* THE REQUEST: Format the records from the start through the line containing "point(393, 237)", inclusive, as a two-column CSV with columns input and output. Give one row per record, with its text in input and its answer in output, each as a single quoted field with line breaks replaced by spaces, and leave the pictures out.

BEGIN

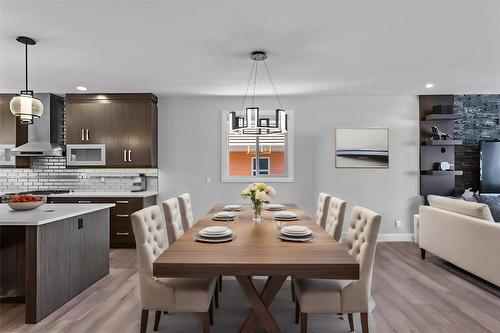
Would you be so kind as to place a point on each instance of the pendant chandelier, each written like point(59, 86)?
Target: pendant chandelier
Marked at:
point(24, 105)
point(251, 122)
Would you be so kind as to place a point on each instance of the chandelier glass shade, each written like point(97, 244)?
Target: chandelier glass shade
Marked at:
point(250, 122)
point(24, 105)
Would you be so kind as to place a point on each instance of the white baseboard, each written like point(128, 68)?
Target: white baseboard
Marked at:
point(393, 237)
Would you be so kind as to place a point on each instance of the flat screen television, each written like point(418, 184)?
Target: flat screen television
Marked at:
point(489, 164)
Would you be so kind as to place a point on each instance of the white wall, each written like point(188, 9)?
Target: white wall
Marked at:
point(190, 147)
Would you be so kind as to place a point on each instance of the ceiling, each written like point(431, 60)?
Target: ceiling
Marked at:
point(201, 48)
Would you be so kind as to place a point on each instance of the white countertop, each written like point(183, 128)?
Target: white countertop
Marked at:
point(142, 194)
point(46, 213)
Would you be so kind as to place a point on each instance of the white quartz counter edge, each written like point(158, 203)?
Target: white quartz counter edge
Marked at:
point(46, 213)
point(106, 194)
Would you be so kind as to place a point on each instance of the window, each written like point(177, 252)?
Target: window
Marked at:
point(240, 153)
point(263, 165)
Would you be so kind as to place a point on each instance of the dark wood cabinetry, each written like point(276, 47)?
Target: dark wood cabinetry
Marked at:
point(12, 132)
point(121, 234)
point(126, 123)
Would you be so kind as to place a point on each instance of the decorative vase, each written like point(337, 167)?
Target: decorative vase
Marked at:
point(257, 212)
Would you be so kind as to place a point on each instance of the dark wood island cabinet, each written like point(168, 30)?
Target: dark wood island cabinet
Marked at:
point(51, 254)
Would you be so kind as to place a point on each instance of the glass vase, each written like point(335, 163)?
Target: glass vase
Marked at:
point(257, 212)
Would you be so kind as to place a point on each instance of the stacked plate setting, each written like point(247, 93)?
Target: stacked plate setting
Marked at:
point(215, 234)
point(233, 207)
point(224, 216)
point(285, 216)
point(275, 207)
point(296, 233)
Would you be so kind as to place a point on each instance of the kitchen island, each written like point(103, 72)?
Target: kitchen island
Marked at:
point(51, 254)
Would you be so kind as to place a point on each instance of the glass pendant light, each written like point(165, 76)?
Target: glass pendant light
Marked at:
point(252, 123)
point(24, 105)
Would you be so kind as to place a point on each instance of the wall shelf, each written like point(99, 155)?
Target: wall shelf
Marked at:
point(442, 116)
point(442, 143)
point(442, 173)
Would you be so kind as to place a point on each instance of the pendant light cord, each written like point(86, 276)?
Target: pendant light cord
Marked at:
point(248, 86)
point(26, 63)
point(255, 82)
point(274, 88)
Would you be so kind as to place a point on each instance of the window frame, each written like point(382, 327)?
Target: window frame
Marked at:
point(289, 162)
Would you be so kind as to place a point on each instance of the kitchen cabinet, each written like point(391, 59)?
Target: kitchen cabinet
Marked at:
point(85, 122)
point(125, 123)
point(121, 234)
point(12, 132)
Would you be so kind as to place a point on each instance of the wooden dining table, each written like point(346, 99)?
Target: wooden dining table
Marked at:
point(256, 251)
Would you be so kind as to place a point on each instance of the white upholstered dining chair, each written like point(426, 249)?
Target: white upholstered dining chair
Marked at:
point(336, 296)
point(187, 219)
point(322, 209)
point(186, 211)
point(335, 217)
point(166, 294)
point(173, 219)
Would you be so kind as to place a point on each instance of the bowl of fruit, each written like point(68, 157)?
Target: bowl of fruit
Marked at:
point(25, 201)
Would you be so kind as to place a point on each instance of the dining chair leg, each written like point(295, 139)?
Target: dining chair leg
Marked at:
point(216, 297)
point(157, 320)
point(364, 322)
point(144, 320)
point(205, 319)
point(303, 322)
point(297, 312)
point(351, 322)
point(211, 312)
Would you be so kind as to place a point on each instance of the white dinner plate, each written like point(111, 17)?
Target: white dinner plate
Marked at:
point(233, 207)
point(285, 215)
point(214, 235)
point(297, 239)
point(225, 214)
point(197, 237)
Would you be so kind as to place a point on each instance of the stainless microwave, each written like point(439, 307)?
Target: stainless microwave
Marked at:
point(86, 155)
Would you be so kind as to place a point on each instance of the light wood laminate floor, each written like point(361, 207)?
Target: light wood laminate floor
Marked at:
point(411, 295)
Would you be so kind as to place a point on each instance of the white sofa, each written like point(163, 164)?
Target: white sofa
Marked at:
point(462, 233)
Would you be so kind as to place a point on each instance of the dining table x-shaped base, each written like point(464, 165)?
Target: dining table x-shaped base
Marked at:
point(260, 303)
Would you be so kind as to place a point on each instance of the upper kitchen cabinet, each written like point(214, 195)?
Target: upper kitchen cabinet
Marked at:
point(12, 134)
point(85, 120)
point(125, 123)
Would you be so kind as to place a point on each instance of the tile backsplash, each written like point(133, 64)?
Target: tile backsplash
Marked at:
point(48, 173)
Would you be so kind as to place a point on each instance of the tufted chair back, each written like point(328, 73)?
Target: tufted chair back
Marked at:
point(173, 219)
point(361, 243)
point(186, 211)
point(335, 217)
point(322, 209)
point(150, 237)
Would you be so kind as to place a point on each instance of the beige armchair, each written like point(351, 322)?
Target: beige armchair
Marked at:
point(335, 296)
point(322, 209)
point(173, 219)
point(186, 211)
point(166, 294)
point(335, 217)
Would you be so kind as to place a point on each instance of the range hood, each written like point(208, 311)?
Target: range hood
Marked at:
point(45, 134)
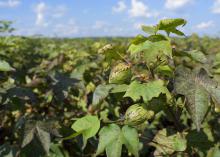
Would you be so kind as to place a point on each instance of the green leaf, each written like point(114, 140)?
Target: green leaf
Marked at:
point(101, 92)
point(147, 91)
point(164, 70)
point(196, 55)
point(36, 129)
point(88, 126)
point(6, 150)
point(167, 145)
point(152, 50)
point(149, 29)
point(198, 89)
point(214, 152)
point(119, 88)
point(58, 151)
point(112, 138)
point(198, 140)
point(131, 140)
point(4, 66)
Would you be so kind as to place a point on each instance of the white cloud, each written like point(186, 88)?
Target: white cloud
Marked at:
point(59, 11)
point(176, 4)
point(216, 7)
point(40, 10)
point(139, 9)
point(99, 25)
point(68, 29)
point(120, 7)
point(9, 3)
point(205, 25)
point(138, 26)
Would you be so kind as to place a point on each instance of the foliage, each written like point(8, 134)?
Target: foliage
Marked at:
point(156, 96)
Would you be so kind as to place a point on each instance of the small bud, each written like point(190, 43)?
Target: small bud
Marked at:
point(136, 115)
point(120, 74)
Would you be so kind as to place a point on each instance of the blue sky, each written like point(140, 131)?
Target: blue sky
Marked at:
point(80, 18)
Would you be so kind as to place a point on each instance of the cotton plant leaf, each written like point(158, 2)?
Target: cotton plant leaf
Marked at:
point(196, 55)
point(147, 91)
point(107, 136)
point(152, 50)
point(167, 145)
point(88, 126)
point(36, 130)
point(112, 137)
point(199, 89)
point(131, 140)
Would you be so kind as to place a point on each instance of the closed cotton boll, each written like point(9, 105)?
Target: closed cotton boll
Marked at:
point(136, 115)
point(120, 74)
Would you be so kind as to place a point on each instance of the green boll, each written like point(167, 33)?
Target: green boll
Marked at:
point(120, 74)
point(136, 115)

END

* OUTPUT:
input,output
"Would you be so kind as to place a point on each instance of the pendant chandelier, each written like point(59, 86)? Target: pendant chandelier Marked at:","point(24, 105) point(251, 122)"
"Would you be so kind as to place a point on each instance of the chandelier glass shade, each written like point(97, 244)? Target: chandelier glass shade Marked at:","point(250, 122) point(24, 105)"
"Would you be so kind as to place a point on each instance of the white baseboard, each written like point(128, 68)? Target: white baseboard Marked at:","point(393, 237)"